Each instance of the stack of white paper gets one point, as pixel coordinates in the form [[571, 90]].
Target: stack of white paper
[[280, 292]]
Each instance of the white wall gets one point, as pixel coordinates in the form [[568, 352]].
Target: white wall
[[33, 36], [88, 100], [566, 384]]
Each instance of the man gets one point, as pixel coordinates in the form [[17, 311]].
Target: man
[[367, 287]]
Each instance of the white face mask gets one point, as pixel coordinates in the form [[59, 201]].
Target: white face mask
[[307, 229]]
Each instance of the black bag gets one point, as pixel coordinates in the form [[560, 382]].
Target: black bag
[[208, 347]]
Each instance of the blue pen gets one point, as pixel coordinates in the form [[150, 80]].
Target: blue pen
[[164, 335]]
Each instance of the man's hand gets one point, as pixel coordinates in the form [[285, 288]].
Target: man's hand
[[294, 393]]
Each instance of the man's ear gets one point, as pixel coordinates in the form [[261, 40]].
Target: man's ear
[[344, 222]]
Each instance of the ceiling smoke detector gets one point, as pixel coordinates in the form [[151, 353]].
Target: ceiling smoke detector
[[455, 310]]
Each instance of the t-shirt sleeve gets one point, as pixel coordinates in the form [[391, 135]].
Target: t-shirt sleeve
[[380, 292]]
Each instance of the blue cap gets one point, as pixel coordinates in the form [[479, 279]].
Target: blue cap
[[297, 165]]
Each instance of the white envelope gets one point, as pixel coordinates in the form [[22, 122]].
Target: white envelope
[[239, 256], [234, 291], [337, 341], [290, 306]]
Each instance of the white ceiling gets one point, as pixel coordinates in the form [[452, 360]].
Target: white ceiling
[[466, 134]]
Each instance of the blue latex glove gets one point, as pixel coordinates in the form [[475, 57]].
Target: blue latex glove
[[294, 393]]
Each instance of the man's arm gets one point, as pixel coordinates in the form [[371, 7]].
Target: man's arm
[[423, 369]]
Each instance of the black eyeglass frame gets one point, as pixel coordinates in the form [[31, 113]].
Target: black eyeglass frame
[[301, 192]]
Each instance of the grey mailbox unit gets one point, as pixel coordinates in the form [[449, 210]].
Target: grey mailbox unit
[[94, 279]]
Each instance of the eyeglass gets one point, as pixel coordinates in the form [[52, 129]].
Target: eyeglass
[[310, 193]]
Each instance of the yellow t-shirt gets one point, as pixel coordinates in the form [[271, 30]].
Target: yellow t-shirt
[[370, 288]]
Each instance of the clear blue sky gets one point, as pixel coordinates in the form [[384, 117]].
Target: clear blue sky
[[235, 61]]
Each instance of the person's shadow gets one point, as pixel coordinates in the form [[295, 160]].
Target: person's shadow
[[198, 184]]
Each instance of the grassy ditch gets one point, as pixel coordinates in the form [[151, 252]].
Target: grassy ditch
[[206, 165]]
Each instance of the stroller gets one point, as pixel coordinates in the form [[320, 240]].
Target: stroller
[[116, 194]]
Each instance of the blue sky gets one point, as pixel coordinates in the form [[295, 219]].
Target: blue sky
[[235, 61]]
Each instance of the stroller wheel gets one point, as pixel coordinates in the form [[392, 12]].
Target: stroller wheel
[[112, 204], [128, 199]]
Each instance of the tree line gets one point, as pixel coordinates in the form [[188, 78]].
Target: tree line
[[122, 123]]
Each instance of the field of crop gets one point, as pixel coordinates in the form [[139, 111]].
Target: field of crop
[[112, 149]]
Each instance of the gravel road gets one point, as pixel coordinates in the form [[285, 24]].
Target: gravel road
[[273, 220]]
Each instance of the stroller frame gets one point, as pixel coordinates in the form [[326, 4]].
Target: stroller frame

▸ Directions for this task
Every entry above must be returned word for word.

▸ Exercise response
Each instance of the stack of white paper gets one point, as pixel coordinates in the form [[571, 90]].
Target: stack of white paper
[[280, 292]]
Each instance of the white wall gets one point, as pixel coordinates in the form [[568, 352]].
Target: white wall
[[33, 36], [88, 100], [566, 384]]
Each instance of the man gets one point, as pixel coordinates in the form [[17, 311]].
Target: man
[[367, 287]]
Each instance of the white face mask gets one point, as pixel coordinates in the form [[59, 201]].
Target: white face mask
[[307, 229]]
Each instance of the black bag gets one point, as pixel coordinates in the form [[560, 382]].
Target: black bag
[[208, 347]]
Each instance of the blue pen gets one point, as pixel coordinates in the form [[150, 80]].
Target: blue pen
[[164, 335]]
Each instance of the man's hand gets one point, as pixel coordinates in the form [[285, 288]].
Target: man's hand
[[294, 393]]
Each instance of the man's ear gets one point, as pixel coordinates in the form [[261, 40]].
Target: man's ear
[[344, 222]]
Each instance of the ceiling smoke detector gets one point, as pixel coordinates in the form [[151, 353]].
Target: ceiling smoke detector
[[455, 310]]
Each instance of the t-shirt sleeve gets one point, as pixel coordinates in the form [[391, 135]].
Target: t-shirt sleeve
[[380, 292]]
Each instance of the blue cap gets one point, as pixel coordinates in the form [[479, 279]].
Target: blue cap
[[297, 165]]
Each instance of the white envelope gets one point, as pixel coordinates in the form [[22, 122]].
Target: white envelope
[[239, 256], [234, 291], [337, 341], [290, 306]]
Each instance of the white ceiling gets one point, as pixel coordinates in the form [[452, 360]].
Target: white ceiling
[[466, 134]]
Each instance of the blue latex glove gets one point, as pixel coordinates in the form [[475, 57]].
Target: blue latex glove
[[294, 393]]
Each instance of the man's arm gets one point, as pixel coordinates in the form [[371, 7]].
Target: man's arm
[[423, 369]]
Each instance of the black eyeglass frame gets one point, as pixel coordinates in the form [[31, 113]].
Target: black eyeglass frame
[[301, 192]]
Each instance of the grey mailbox unit gets one point, as pixel coordinates in the form [[449, 210]].
Target: grey mailbox unit
[[94, 279]]
Each instance of the eyeglass gets one point, as pixel coordinates in the form [[52, 129]].
Target: eyeglass
[[310, 193]]
Each instance of the yellow t-shirt gets one point, as pixel coordinates in the form [[271, 30]].
Target: yellow t-shirt
[[370, 288]]
Each instance of the clear blue sky gets one point, as pixel coordinates in the form [[384, 117]].
Target: clear blue sky
[[235, 61]]
Each instance of the person's shadow gets one point, as pixel coordinates in the form [[295, 160]].
Target: person's shadow
[[198, 184]]
Each instance of the grassy ditch gets one point, as pixel coordinates in the form [[151, 252]].
Target: grassy ditch
[[206, 165]]
Each instance of the stroller gets one point, as pixel coordinates in the form [[320, 240]].
Target: stroller
[[116, 194]]
Each instance of the blue sky gets one point, as pixel coordinates in the form [[295, 219]].
Target: blue sky
[[235, 61]]
Each instance of the stroller wheel gets one point, as pixel coordinates in the form [[392, 12]].
Target: stroller wheel
[[112, 204], [128, 199]]
Each instance of the tree line gets one point, as pixel coordinates in the form [[188, 78]].
Target: tree line
[[122, 123]]
Each instance of the field of crop gets one point, as pixel coordinates in the form [[139, 111]].
Target: field of crop
[[112, 149]]
Each instance of the gravel road gets one point, as pixel coordinates in the form [[285, 24]].
Target: gravel road
[[273, 220]]
Each instance of the stroller frame gets one point, as pixel coordinates in the form [[326, 4]].
Target: stroller frame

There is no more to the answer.